— Document —
========================================

Oswald's Tale by Norman Mailer.  Mailer was a great writer and this book was every bit as good as his Pulitzer Prize winning book, The Executioner's Song.  This book on Lee Harvey Oswald, a still-mysterious figure that, perhaps lone wolf style, changed US history forever with his assassination of President Kennedy.  (Think Vietnam, the Great Society, RMN, Watergate).  The book details Oswald's dreary and closely monitored (by the Russkies) time in the Soviet Union after he defected, and when he came back married to perhaps a KGB operative.  In short order this secretive, querulous lazy-bones drifter committed the most improbable crime of century.  It was an interesting book, Mailer came to no conclusion as to whether Oswald acted alone, he said--Maybe.  Mailer did, however, convince me in seven pages at the end of this tome that Jack Ruby probably acted on behalf of the mob to rub out Oswald.

Silas Mariner by George Eliot (Mary Ann Evans).  This short novel about a reclusive gold-hearted, gold-hoarding tailor is classic literature and tugs at your heart as all comes out right in the end.  It's depressing to think that in the nineteenth century women authors had to write under male names to get their books published, reviewed seriously and read.

Death of a Salesman by Arthur Miller.  This classic play introduced Willie Lomax to American lexicon, a prototypical loser, destroyed at the end, and full of closely guarded secrets, as are several of his family members also.

Jane Eyre by Charlotte Bronte.  My reading of Victorian novels by female authors continues, they are all worthwhile and I wasn't exposed to them in my educational upbringing at an all-boys high school.  I read Dickens and my sisters read Bronte.  I loved Wuthering Heights by Emily Bronte (published under the pseudonym Ellis Bell) , which I read in 2015, and this was a good book too, especially the first half.  The incredible, improbable plot-driven coincidences piled up too high by the end for me to think this book is superior to her sister's stunning novel but it did give us the notion of the crazy relative in the attic.  Watch the 1943 movie starring Orson Wells, and read the book, and you'll be richly rewarded.

True Grit by Charles Portis.  A little known western novel that is totally engrossing.  Most people are familiar with the two cinematic adaptations, starring John Wayne or Jeff Bridges, both interesting in their own right, but this book will absorb you and is full of homilies and life truisms.

Agnes Grey by Anne Bronte.  The least known of the Bronte sisters' novels, interesting and convoluted.  From hard beginnings, this governess persevered and prospered because of the wholeness of her staid and sturdy character.  Is there a common theme running through the Bronte novels, do you suppose?  I just wish Emily had lived past age 30 and written at least a second novel.

========================================

According to the book notes, in what year was Wuthering Heights read? The lines are separate material, unconnected to the book notes.

— Available data —
========================================

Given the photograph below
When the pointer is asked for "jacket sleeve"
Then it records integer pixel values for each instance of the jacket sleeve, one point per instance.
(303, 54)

========================================

— Worked solution —
2015.